◆ Exercise instructions:
a – Does the cover story on Imran Khan support each of these statements? Answer yes or no for each, and quote the exact words from the text that decide it. (i) The urban fan club of Imran Khan includes many young liberal men and women. (ii) Some of his associates explain his overt religiosity as a deeply held personal conviction. (iii) The PTI's tilt toward the right-wing pits it more against the PPP than against the PML-N.
b – Reproduce the part of the Imran Khan cover story starting with "April issue 2013" and going on through "in the country.".

◆ Given passage:
=-=-=-=-=

April issue 2013

By | Cover Story | Published 7 years ago

A harbinger of change or a politically blinkered man with abberated delusions of grandeur, Imran Khan is usually defined in these two extremes. His stated ideological stance and anti-US rhetoric bracket him with the country’s orthodox and conservative ideological forces like the Jamaat-e-Islami, but the urban fan club of this former cricket hero includes many young liberal men and women, who unequivocally abhor the politicisation of Islam and the clerics’ narrow interpretation of their religion. So while his rivals taunt the ‘Taliban Khan’ for opposing the military operation against Al-Qaeda-inspired local militants and keeping an evasive stand on the twin challenges of extremism and terrorism, his loyalists believe that he alone has the recipe to engender peace in the country.

Imran Khan certainly makes sure that in every public meeting and rally he devotes considerable time to showcasing himself as a man of faith and a “good, practicing Muslim.” He even underscored the Islamic dimension of his politics and personality and expressed fascination with the tribal code of honour, tradition and values in his book Pakistan; A Personal History. Some of his associates, meanwhile, are high-flying urbanites and staunch secularists who want to portray their leader as a liberal and explain his overt religiosity as no more than a tactical necessity.

The truth is, Imran Khan and his Pakistan Tehreek-e-Insaf’s (PTI) tilt toward the right-wing remains a well thought-out and planned strategy rather than a matter of mere tactics, as described by many of his liberal supporters. It is the center-right and religious vote bank which he and his party are trying to woo, that pits them more against the Pakistan Muslim League-Nawaz (PML-N) than the secular Pakistan People’s Party (PPP).

=-=-=-=-=

◆ Data for analysis:
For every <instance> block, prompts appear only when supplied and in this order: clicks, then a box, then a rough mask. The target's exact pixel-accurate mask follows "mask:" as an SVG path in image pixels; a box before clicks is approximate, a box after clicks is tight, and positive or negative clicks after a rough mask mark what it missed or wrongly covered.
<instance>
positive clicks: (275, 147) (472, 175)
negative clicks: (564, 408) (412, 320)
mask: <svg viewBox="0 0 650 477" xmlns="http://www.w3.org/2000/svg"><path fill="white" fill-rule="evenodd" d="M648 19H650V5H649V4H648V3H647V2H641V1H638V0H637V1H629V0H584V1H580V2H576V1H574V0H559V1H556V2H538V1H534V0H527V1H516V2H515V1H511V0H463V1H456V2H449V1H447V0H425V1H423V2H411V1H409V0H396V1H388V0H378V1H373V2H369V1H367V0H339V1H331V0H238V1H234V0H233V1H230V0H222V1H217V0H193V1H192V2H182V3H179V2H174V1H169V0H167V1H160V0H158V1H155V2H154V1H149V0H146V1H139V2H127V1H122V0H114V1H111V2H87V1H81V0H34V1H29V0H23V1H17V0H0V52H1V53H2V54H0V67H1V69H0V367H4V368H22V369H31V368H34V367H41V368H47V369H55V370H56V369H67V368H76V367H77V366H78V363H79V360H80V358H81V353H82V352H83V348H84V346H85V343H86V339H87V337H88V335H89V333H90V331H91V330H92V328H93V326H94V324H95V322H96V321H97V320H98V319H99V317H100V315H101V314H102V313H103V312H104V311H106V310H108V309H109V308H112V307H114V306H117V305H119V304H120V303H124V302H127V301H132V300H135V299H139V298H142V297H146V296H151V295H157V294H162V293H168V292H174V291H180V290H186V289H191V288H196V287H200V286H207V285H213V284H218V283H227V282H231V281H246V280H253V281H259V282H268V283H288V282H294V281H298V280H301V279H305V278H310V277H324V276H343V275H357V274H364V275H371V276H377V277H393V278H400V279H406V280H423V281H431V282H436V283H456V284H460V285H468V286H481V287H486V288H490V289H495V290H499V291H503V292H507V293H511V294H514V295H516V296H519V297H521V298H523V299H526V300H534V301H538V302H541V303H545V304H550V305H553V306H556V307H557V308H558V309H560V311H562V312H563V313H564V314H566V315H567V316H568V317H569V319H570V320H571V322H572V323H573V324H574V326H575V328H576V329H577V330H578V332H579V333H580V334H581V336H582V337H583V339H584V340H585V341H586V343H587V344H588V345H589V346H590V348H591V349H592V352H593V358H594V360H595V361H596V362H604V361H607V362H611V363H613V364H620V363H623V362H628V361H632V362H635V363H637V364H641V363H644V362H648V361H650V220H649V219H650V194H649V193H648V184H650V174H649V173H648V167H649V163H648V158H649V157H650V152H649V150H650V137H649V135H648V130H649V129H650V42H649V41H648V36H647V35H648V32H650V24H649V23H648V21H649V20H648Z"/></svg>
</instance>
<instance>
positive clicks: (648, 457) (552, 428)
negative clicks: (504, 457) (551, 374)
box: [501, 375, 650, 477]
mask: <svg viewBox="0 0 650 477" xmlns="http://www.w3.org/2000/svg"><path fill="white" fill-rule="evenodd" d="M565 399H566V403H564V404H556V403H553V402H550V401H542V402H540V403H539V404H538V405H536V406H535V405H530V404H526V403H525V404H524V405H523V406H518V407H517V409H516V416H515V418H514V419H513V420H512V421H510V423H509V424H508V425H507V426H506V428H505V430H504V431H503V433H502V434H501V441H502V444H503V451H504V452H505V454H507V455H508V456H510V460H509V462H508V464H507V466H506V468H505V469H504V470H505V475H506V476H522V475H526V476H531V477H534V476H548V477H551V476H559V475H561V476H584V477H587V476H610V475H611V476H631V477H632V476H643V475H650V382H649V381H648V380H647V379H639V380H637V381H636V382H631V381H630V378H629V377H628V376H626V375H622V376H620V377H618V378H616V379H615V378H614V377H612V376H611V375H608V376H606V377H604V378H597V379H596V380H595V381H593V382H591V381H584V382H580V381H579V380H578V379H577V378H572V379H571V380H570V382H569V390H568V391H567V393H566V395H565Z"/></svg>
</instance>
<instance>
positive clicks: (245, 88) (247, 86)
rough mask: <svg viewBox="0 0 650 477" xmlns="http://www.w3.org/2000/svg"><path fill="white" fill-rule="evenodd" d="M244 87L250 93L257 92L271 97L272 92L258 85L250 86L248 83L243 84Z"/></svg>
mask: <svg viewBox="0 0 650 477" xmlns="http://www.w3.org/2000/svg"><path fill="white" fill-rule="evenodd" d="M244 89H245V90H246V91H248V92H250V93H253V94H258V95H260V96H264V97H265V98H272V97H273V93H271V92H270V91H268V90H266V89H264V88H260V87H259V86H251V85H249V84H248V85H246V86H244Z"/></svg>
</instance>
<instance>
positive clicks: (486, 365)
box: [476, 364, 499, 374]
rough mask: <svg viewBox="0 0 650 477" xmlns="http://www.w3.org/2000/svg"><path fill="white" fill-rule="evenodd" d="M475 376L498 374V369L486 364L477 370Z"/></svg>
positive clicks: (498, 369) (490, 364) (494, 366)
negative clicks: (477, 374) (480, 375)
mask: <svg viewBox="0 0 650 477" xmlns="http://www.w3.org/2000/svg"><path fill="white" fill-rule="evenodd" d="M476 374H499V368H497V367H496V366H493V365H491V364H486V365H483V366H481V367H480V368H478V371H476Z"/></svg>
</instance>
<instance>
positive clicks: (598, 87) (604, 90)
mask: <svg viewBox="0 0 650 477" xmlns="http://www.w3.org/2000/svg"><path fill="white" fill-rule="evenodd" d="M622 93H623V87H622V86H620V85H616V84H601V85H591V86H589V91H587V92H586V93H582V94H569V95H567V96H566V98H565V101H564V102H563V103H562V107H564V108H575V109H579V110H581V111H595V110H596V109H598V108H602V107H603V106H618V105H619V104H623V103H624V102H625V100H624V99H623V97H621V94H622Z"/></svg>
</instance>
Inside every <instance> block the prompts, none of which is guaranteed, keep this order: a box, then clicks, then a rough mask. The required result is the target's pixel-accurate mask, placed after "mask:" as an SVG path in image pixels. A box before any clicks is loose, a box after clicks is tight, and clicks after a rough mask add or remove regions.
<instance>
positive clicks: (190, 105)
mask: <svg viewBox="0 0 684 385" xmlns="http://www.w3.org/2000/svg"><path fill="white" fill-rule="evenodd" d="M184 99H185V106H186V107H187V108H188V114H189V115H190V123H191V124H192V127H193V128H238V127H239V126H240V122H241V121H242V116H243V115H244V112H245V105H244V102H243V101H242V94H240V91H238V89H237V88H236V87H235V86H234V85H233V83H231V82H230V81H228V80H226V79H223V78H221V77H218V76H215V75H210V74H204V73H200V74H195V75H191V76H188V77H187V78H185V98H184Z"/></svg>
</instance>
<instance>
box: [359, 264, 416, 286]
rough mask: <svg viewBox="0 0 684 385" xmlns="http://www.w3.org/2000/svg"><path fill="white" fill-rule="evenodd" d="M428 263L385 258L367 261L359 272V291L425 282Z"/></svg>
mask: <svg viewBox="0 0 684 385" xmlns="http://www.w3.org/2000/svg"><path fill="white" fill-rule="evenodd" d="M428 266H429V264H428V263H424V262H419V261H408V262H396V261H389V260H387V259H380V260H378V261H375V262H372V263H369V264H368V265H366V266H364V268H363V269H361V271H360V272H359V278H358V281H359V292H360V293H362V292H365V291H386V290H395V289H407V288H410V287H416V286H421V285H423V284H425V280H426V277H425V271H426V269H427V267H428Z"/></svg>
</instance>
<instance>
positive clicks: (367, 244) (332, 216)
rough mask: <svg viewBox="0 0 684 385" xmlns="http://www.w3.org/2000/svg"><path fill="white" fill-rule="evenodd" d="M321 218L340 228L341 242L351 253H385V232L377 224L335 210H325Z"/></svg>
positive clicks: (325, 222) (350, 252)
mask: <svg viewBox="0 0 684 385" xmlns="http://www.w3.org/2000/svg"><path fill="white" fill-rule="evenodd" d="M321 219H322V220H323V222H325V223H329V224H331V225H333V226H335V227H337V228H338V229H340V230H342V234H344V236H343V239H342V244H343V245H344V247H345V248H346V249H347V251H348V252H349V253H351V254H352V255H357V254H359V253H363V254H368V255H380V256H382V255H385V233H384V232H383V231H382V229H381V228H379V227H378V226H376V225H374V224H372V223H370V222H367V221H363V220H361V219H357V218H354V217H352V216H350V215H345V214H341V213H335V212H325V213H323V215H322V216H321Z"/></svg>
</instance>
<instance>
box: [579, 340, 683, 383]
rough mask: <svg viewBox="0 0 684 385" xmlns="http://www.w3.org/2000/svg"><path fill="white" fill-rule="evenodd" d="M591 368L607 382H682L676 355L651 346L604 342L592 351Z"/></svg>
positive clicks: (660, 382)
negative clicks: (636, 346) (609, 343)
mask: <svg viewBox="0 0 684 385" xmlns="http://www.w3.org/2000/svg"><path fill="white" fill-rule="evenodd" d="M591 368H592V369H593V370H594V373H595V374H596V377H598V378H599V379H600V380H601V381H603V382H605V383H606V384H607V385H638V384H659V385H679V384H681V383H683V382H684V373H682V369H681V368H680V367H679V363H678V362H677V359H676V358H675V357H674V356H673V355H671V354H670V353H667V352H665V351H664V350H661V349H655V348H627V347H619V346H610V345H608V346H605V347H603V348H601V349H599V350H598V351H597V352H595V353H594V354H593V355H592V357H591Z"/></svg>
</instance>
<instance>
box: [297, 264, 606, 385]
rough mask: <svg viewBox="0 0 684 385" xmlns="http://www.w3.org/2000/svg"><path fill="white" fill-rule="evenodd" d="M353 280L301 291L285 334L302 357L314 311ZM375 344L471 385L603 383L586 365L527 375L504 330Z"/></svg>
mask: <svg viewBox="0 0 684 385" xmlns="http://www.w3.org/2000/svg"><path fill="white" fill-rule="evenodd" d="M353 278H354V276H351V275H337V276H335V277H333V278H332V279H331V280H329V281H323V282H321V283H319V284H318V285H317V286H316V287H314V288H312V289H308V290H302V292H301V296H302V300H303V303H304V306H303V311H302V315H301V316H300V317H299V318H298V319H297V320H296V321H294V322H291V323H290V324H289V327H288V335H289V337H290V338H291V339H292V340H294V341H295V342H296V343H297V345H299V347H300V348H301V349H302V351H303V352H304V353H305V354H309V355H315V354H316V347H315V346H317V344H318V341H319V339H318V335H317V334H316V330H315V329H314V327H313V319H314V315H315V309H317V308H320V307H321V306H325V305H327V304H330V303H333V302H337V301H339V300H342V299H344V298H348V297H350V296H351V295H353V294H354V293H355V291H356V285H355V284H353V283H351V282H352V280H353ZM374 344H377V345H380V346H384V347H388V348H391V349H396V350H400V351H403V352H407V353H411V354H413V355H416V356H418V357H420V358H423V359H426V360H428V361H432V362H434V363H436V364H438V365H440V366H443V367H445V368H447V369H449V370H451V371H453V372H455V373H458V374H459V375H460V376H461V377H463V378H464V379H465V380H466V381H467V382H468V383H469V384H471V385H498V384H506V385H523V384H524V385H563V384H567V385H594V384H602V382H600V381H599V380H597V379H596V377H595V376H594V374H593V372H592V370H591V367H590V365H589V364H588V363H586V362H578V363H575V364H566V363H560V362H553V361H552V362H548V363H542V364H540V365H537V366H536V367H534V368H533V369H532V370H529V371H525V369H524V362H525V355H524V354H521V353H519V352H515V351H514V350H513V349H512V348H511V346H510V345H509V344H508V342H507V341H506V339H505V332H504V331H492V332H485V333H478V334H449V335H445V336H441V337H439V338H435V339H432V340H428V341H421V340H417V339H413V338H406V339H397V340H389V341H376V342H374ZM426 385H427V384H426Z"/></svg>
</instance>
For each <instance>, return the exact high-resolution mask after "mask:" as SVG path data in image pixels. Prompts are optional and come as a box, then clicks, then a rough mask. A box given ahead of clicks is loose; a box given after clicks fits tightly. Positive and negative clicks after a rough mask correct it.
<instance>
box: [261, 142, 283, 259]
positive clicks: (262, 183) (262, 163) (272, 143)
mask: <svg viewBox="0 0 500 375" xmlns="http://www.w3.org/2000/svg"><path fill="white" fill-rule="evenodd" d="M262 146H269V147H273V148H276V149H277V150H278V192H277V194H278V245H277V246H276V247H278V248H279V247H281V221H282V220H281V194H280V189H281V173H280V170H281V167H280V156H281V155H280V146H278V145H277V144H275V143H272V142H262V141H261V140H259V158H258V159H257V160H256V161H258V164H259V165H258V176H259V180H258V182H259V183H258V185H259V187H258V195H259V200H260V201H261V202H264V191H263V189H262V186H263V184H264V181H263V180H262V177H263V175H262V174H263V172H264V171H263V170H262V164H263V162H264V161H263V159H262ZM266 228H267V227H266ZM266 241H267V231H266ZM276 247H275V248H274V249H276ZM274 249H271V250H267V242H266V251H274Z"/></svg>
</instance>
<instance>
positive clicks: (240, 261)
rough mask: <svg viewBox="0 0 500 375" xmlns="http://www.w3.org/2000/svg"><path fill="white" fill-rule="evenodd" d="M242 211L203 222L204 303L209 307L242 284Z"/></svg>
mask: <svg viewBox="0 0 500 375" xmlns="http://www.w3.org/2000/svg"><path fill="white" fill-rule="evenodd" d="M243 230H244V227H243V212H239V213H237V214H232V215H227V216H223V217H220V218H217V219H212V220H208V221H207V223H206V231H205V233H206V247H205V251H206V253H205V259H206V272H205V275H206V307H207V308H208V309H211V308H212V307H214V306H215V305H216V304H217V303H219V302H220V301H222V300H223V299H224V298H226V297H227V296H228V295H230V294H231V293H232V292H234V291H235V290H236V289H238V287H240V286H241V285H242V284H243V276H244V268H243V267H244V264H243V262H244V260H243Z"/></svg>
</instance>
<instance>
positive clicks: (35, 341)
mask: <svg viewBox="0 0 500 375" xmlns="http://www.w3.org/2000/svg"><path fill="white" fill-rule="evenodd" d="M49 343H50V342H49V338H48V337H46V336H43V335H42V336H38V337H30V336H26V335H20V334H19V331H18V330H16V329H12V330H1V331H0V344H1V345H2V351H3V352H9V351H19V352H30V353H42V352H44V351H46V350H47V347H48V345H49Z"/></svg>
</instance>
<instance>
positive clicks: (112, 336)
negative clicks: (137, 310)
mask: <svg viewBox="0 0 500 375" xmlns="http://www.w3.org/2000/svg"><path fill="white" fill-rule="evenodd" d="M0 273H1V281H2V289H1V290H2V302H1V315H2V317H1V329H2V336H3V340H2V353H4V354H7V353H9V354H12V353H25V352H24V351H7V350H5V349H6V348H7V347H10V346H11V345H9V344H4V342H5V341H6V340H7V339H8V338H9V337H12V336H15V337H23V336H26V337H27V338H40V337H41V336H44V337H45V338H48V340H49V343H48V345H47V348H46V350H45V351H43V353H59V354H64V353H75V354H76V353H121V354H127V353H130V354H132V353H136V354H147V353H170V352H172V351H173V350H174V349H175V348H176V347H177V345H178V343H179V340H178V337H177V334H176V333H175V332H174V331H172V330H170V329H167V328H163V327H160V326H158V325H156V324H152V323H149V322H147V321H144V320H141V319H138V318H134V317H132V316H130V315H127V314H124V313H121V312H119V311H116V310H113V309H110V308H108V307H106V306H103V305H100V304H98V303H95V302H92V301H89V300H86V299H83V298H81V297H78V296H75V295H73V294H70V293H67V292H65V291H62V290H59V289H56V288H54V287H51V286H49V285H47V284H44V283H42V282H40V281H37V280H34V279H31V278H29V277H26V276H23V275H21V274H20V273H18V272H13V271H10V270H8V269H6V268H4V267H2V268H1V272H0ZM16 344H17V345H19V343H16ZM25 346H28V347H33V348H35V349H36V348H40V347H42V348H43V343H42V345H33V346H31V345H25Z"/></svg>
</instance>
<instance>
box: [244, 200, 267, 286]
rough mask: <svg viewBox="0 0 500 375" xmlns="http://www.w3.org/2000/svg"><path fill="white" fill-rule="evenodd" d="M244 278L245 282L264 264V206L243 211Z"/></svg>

=-=-=-=-=

◆ Results for each task:
a –
(i) Yes: "the urban fan club of this former cricket hero includes many young liberal men and women"
(ii) No: "explain his overt religiosity as no more than a tactical necessity"
(iii) No: "pits them more against the Pakistan Muslim League-Nawaz (PML-N) than the secular Pakistan People’s Party (PPP)"

b –
April issue 2013

By | Cover Story | Published 7 years ago

A harbinger of change or a politically blinkered man with abberated delusions of grandeur, Imran Khan is usually defined in these two extremes. His stated ideological stance and anti-US rhetoric bracket him with the country’s orthodox and conservative ideological forces like the Jamaat-e-Islami, but the urban fan club of this former cricket hero includes many young liberal men and women, who unequivocally abhor the politicisation of Islam and the clerics’ narrow interpretation of their religion. So while his rivals taunt the ‘Taliban Khan’ for opposing the military operation against Al-Qaeda-inspired local militants and keeping an evasive stand on the twin challenges of extremism and terrorism, his loyalists believe that he alone has the recipe to engender peace in the country.